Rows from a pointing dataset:
-*-

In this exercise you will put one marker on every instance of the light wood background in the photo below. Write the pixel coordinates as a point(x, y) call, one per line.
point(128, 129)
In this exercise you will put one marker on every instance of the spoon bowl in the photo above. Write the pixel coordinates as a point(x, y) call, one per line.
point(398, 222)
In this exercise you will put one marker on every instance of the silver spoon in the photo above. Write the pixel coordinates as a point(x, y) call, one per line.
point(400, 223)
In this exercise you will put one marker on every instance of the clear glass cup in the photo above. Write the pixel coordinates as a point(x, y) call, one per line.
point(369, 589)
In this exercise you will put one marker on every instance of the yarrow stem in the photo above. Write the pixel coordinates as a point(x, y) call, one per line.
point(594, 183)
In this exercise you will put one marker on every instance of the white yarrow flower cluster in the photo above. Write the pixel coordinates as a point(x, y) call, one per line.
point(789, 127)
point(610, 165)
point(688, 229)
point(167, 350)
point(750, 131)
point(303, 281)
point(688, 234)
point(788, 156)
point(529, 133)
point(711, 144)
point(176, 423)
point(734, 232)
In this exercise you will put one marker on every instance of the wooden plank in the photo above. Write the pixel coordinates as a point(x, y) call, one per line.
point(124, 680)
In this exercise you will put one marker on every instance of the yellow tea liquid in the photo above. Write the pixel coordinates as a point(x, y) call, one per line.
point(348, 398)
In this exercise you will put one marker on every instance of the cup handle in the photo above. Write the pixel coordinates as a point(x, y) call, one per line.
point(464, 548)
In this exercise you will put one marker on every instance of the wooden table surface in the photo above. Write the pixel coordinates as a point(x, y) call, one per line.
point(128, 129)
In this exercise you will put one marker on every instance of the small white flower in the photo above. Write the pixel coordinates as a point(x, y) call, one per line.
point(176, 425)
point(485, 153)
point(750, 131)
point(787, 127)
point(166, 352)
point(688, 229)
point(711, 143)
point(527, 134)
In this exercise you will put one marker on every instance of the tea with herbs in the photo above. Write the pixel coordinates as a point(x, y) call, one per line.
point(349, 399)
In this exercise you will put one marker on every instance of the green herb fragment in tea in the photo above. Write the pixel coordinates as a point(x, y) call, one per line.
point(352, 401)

-*-

WHAT IS EXPECTED
Copy out all of the material above, line for line, without changing a single character.

THE ANSWER
In this exercise you will put one marker on every instance of the light wood background in the photo below. Write the pixel coordinates as a point(x, y) call, one per line.
point(128, 129)
In this exercise you will put one marker on every instance of the spoon bowl in the photo above. Write the pixel coordinates as a point(x, y) call, one per line.
point(398, 222)
In this exercise you will put one marker on every instance of the silver spoon in the photo above. Write the pixel coordinates as a point(x, y) call, one per line.
point(400, 223)
In this exercise you will put one marker on every instance of the clear glass cup in the photo above. Write the pixel coordinates as a point(x, y) call, one per line.
point(369, 589)
In this exercise you will put one marker on every instance of the yarrow stem in the photo above. Write the pixel coordinates as a point(x, y) call, one per line.
point(594, 183)
In this exercise you will put one marker on every instance of the white yarrow flower cluster in the photo above. Write the pixel coordinates as a point(x, y) call, one per line.
point(789, 127)
point(610, 165)
point(688, 229)
point(167, 350)
point(750, 131)
point(303, 281)
point(688, 234)
point(788, 156)
point(529, 133)
point(711, 144)
point(176, 423)
point(734, 232)
In this exercise you will put one marker on every instance of the wooden plank in the photo above. Write the pixel coordinates as a point(x, y) call, one per line.
point(124, 680)
In this exercise you will put one marker on every instance of the yellow tea liquid in the photo above. Write the pixel coordinates as a point(x, y) call, one per line.
point(348, 398)
In this exercise you will put one marker on every instance of the cup handle in the photo above. Write the pixel coordinates as a point(x, y) call, one per line.
point(464, 548)
In this exercise you will put one marker on every instance of the wooden table surface in the photo above. Write the pixel coordinates as a point(x, y) call, one per line.
point(128, 129)
In this exercise you will put one marker on every instance of the small white flower in the photo above. Write the pixel coordinates as a point(x, y) call, one per line.
point(176, 425)
point(485, 153)
point(750, 131)
point(787, 127)
point(166, 352)
point(688, 229)
point(711, 143)
point(527, 134)
In this exercise you will put one marker on every instance of the tea with herbs in the photo above. Write the pixel coordinates as a point(x, y) call, one per line.
point(349, 399)
In this exercise you will put one marker on every instance of the green herb fragment in tea in the photo above. Write the pixel coordinates as a point(x, y) call, one per line.
point(352, 401)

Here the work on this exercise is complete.